● Exercise brief: From the records below, output the lines that run from the line containing "QA review pass — verify and re-annotate all instances of grey" through the end of the records, reproducing each line verbatim.

● Box-labeled dataset extracts:
--- START ---

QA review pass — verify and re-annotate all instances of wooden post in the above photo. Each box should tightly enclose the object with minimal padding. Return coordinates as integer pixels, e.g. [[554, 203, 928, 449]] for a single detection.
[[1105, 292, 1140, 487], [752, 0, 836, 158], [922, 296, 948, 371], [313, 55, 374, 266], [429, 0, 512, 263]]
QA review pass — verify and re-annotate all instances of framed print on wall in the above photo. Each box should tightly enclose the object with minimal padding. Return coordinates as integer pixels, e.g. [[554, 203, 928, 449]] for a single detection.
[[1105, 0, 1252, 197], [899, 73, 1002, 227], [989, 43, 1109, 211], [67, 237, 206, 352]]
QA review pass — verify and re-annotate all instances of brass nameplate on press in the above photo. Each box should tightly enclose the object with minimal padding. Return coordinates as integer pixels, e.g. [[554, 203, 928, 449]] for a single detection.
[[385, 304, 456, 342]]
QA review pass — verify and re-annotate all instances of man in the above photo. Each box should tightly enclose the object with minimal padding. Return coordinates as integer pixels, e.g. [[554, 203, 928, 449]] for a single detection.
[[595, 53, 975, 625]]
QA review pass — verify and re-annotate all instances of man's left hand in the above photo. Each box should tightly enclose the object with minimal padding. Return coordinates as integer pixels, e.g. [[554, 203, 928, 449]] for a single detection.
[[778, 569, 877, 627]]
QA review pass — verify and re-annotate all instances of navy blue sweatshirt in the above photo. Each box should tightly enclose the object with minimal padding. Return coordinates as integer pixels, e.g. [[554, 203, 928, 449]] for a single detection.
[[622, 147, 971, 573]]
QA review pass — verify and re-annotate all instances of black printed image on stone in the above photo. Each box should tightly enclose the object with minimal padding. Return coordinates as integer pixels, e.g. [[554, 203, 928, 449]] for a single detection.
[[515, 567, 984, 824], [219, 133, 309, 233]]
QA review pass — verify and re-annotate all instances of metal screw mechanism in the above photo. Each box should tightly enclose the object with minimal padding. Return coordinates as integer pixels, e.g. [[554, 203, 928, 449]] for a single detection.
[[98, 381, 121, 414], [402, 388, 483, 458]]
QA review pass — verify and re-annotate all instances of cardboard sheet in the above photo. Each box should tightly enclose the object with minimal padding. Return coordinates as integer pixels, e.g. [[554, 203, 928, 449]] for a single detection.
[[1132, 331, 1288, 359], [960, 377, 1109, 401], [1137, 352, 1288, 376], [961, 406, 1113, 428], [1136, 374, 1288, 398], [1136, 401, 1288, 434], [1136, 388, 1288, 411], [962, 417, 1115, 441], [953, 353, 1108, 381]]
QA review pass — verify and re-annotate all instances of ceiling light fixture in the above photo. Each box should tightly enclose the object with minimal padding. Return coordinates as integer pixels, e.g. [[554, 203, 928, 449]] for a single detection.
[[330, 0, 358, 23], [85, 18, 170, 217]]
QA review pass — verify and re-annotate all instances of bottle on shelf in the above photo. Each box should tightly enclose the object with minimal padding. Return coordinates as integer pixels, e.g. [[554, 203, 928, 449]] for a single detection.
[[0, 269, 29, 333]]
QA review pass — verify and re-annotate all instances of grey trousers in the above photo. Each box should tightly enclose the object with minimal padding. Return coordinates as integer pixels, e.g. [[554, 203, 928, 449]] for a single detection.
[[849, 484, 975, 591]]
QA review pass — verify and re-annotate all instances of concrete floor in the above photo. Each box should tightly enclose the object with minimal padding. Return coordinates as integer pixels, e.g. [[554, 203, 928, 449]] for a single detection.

--- END ---

● Task result:
QA review pass — verify and re-annotate all instances of grey trousers in the above photo. Each box should tightly enclose the object with minimal padding. Return coordinates as integer pixels, e.g. [[554, 203, 928, 449]] for a single detection.
[[849, 484, 975, 591]]
QA review pass — verify and re-annotate all instances of concrete floor in the above photo. Each box should tightly enclose the object with minimal padding. Return coordinates as integer pixels, e.g. [[554, 203, 928, 449]] for a single detection.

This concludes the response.